> **EXERCISE PROMPT**: Collect every line in the records below that contains the word "strap", and copy each of those lines in full.

> **MATERIAL PROVIDED**:
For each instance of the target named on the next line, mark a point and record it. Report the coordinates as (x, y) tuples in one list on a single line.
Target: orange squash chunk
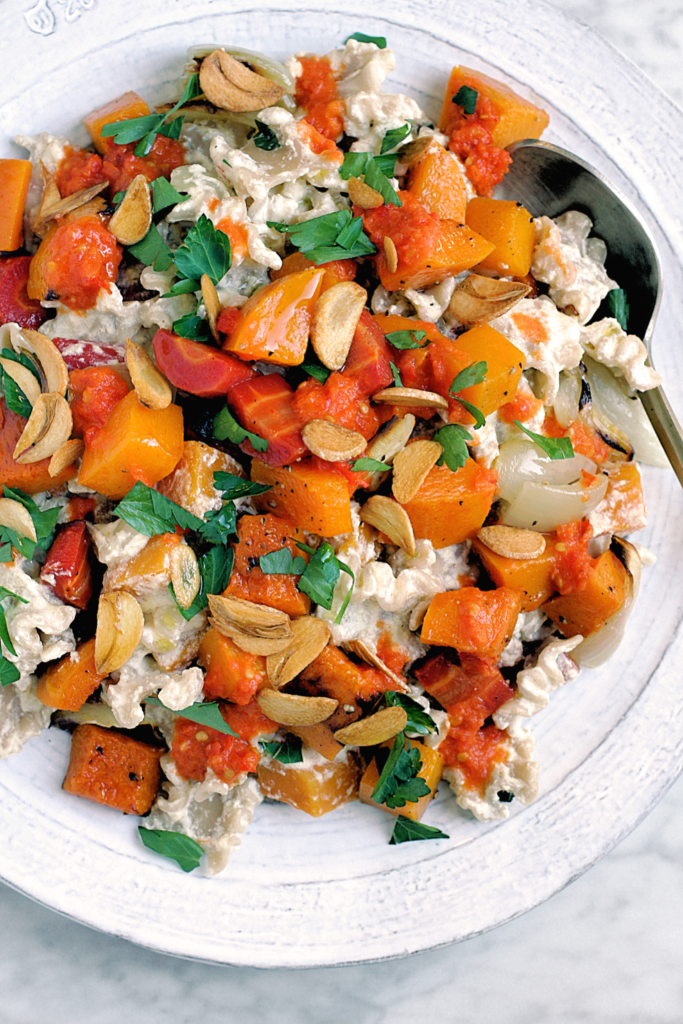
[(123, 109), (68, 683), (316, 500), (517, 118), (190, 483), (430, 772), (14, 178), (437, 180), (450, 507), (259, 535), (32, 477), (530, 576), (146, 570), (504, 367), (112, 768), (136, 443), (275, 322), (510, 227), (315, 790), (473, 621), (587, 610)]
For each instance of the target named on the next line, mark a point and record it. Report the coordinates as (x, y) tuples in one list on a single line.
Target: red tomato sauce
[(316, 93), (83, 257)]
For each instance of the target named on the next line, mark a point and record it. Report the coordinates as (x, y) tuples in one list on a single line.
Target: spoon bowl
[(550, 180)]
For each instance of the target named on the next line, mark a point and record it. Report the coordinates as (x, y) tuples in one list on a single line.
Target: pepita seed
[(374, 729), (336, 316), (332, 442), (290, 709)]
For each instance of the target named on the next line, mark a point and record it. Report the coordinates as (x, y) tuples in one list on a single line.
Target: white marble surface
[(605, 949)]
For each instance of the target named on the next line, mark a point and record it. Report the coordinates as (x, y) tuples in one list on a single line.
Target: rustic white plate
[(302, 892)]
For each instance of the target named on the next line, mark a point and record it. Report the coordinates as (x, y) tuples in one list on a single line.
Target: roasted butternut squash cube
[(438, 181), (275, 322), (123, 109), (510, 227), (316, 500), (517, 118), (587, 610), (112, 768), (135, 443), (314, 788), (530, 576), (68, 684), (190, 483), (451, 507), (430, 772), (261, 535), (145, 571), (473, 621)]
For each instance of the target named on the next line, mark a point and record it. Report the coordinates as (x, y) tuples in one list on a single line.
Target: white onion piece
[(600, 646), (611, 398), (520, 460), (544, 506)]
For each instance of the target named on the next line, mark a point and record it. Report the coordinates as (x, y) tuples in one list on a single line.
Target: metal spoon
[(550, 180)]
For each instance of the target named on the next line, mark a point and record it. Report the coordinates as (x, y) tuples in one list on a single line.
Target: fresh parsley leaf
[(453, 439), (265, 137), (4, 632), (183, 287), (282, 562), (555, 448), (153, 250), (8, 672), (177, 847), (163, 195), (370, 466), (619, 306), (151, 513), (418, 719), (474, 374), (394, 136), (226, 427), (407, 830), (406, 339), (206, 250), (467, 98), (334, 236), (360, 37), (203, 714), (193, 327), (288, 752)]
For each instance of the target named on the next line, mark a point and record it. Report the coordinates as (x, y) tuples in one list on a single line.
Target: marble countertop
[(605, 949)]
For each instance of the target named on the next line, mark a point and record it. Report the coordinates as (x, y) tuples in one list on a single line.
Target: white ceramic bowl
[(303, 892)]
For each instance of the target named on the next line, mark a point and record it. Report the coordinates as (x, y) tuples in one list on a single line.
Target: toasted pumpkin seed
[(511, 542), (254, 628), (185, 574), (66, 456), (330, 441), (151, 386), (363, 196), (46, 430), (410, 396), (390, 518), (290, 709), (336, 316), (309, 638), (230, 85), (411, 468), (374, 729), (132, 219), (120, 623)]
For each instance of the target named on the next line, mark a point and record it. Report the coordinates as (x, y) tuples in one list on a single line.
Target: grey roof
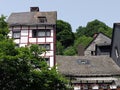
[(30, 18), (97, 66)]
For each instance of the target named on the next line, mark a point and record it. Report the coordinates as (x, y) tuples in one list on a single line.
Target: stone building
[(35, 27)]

---

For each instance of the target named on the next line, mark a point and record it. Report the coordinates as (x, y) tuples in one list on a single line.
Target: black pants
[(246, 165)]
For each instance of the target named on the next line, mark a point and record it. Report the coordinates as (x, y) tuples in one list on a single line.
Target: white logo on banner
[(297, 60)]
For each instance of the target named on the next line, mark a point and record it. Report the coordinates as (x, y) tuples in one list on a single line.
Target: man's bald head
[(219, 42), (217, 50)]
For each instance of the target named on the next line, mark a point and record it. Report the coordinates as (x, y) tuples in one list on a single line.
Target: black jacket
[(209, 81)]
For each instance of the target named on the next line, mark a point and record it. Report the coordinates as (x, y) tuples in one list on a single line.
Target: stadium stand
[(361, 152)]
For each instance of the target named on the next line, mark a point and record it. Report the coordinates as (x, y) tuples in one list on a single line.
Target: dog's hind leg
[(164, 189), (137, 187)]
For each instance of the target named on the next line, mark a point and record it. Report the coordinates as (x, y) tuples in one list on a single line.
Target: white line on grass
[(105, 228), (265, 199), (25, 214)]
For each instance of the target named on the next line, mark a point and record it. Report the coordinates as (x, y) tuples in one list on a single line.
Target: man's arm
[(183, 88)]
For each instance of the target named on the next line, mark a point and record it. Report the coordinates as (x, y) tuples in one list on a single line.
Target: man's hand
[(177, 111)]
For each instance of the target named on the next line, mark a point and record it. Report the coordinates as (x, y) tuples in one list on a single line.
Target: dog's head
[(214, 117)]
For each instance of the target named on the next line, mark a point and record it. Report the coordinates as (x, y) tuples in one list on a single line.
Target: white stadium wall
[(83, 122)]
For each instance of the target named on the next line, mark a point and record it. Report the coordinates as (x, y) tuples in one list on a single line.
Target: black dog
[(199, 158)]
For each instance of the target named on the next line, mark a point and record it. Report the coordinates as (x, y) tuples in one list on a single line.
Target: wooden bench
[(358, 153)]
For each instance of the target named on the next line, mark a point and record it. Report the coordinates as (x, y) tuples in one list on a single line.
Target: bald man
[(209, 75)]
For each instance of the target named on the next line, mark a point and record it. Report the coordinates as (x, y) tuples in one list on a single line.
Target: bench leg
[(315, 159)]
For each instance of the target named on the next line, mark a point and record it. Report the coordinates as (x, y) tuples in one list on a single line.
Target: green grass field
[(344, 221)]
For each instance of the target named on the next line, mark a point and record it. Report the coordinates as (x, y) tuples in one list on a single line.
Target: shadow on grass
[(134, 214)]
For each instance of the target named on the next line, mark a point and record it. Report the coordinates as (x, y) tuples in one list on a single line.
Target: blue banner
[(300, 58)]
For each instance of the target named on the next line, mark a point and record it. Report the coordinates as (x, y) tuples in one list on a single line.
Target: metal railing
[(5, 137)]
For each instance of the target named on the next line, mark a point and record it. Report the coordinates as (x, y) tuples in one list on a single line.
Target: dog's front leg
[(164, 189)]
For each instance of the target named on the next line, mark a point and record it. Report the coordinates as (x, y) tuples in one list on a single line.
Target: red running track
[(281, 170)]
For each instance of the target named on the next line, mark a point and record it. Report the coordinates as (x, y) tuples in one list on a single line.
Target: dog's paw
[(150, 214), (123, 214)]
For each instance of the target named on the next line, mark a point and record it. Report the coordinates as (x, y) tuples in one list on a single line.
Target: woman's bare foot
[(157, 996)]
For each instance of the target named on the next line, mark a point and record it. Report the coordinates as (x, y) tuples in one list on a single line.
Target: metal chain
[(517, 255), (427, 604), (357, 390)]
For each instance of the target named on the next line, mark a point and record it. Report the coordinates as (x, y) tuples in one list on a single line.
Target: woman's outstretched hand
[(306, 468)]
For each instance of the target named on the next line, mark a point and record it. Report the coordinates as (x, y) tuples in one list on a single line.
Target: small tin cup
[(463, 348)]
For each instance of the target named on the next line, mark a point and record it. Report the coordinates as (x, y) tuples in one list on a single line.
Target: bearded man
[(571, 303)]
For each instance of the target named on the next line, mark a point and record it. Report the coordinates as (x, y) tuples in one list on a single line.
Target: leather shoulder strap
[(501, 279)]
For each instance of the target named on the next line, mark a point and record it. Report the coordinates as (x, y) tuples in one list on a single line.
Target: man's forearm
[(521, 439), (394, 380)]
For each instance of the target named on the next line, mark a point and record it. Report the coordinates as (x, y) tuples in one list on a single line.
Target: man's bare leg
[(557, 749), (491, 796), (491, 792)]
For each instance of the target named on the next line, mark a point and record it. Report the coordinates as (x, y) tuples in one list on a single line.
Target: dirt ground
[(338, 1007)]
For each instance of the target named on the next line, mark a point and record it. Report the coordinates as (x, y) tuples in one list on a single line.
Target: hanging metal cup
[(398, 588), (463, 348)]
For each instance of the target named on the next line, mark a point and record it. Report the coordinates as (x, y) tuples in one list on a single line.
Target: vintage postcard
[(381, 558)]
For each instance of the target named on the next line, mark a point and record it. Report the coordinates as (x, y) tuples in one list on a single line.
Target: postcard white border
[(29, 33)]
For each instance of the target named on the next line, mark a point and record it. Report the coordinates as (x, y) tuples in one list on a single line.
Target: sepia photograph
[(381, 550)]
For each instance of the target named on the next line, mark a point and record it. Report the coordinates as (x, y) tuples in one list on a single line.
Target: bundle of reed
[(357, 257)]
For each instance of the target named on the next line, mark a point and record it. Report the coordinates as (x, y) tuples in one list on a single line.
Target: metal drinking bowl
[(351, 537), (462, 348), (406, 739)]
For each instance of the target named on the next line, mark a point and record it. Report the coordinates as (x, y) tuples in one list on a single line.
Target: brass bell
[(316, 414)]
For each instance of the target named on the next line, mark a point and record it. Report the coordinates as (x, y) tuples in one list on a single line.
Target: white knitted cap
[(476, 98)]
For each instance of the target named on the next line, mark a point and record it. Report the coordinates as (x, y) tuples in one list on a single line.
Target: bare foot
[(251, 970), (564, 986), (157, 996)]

...

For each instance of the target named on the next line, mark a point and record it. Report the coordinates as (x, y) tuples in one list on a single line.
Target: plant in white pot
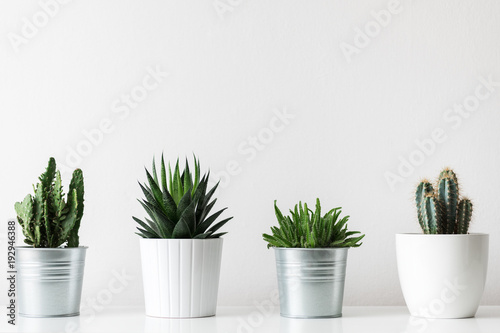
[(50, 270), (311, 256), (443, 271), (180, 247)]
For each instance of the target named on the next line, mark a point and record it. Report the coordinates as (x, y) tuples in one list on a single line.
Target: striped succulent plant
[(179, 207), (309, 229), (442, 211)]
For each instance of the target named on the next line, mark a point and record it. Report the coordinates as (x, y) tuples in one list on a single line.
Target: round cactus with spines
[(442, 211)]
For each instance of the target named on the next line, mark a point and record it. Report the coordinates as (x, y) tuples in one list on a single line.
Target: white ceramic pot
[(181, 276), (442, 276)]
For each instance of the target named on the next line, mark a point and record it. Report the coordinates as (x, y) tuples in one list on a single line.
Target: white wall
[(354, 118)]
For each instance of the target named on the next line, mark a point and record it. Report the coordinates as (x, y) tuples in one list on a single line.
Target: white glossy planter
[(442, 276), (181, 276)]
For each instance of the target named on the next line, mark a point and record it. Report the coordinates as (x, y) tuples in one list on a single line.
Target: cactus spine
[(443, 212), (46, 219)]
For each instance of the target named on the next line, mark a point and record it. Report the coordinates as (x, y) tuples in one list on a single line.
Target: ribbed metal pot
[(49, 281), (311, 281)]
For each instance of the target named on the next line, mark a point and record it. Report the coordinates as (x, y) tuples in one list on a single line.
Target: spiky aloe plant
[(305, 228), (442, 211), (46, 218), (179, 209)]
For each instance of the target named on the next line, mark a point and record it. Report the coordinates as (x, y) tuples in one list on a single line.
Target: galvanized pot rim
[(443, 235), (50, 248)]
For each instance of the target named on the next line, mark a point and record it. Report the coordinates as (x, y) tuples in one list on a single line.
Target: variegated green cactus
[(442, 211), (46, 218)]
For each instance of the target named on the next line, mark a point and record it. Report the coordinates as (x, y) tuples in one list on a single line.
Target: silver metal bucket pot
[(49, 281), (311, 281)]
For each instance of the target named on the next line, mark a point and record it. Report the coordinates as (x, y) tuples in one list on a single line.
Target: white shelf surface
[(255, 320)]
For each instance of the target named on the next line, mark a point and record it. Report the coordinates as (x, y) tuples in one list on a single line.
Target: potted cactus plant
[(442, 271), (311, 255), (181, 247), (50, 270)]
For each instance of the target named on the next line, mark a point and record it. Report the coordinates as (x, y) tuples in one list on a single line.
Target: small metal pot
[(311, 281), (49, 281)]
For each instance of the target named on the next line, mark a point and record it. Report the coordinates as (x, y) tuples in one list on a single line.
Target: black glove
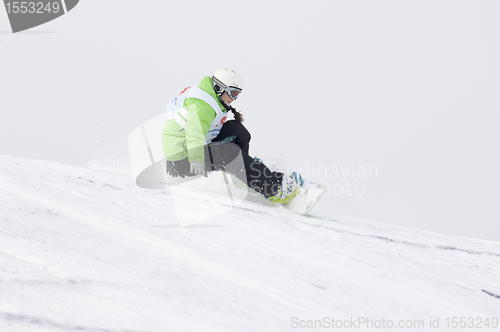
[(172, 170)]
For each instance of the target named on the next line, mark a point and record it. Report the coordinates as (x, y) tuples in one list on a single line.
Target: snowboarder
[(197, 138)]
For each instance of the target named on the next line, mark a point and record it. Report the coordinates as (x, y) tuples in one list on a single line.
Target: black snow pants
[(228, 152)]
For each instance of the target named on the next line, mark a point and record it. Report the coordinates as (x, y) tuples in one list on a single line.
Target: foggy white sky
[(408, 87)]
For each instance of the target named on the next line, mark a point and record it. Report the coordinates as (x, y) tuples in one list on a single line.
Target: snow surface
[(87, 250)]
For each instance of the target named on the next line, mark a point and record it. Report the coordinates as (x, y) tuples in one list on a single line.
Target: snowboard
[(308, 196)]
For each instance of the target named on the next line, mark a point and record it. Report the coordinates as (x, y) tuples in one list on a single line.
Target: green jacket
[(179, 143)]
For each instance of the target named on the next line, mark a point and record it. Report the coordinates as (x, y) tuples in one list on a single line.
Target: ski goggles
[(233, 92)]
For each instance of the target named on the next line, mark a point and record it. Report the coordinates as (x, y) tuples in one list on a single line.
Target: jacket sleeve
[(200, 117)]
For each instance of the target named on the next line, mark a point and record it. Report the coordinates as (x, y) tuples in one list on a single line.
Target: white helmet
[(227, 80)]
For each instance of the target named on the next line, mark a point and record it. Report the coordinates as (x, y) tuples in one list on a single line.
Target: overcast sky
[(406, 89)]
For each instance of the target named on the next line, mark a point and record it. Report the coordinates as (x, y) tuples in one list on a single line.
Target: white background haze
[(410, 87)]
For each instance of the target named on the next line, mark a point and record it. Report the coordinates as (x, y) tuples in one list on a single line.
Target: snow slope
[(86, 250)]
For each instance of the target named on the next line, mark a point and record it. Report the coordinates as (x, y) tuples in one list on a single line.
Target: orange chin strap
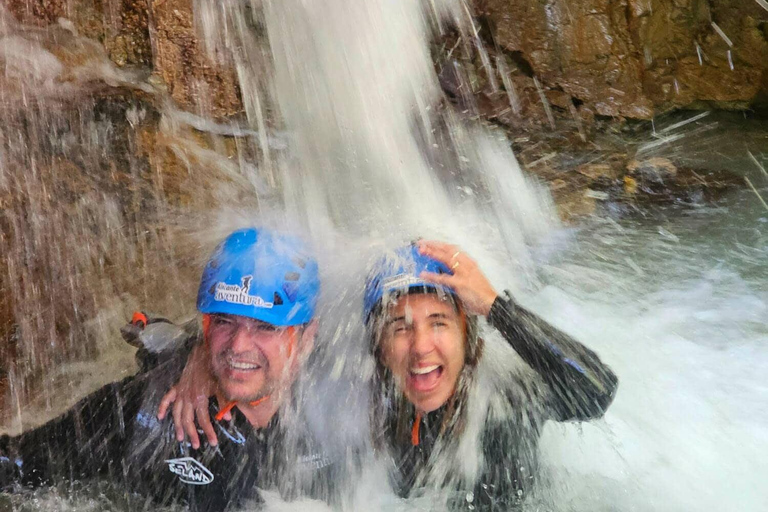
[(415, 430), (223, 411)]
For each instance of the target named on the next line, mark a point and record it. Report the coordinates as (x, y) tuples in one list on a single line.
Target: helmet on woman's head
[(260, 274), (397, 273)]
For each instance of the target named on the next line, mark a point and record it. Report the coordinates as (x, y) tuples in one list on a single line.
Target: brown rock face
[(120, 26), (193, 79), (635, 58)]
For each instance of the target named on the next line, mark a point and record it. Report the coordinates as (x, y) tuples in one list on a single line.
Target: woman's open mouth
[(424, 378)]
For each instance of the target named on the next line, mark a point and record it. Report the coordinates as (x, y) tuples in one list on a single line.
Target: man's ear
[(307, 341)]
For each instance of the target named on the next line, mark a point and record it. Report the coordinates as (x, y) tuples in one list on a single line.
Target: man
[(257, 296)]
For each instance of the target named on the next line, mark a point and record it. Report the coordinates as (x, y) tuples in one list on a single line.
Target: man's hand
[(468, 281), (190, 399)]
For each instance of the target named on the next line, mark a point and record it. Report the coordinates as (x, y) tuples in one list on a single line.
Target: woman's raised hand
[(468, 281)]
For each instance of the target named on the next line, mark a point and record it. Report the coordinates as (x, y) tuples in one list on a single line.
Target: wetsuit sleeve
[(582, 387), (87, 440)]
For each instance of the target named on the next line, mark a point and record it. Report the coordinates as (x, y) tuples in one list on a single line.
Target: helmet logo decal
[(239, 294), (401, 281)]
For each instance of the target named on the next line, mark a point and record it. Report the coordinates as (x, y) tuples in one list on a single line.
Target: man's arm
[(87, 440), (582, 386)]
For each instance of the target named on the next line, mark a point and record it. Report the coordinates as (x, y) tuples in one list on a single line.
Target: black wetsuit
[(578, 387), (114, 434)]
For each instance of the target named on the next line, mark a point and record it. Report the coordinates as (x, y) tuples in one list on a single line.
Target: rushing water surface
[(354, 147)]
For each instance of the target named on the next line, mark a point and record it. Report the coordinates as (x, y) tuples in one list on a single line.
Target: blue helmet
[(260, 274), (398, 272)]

> **WORKED SOLUTION**:
Target: leather shoulder strap
Target: orange chin strap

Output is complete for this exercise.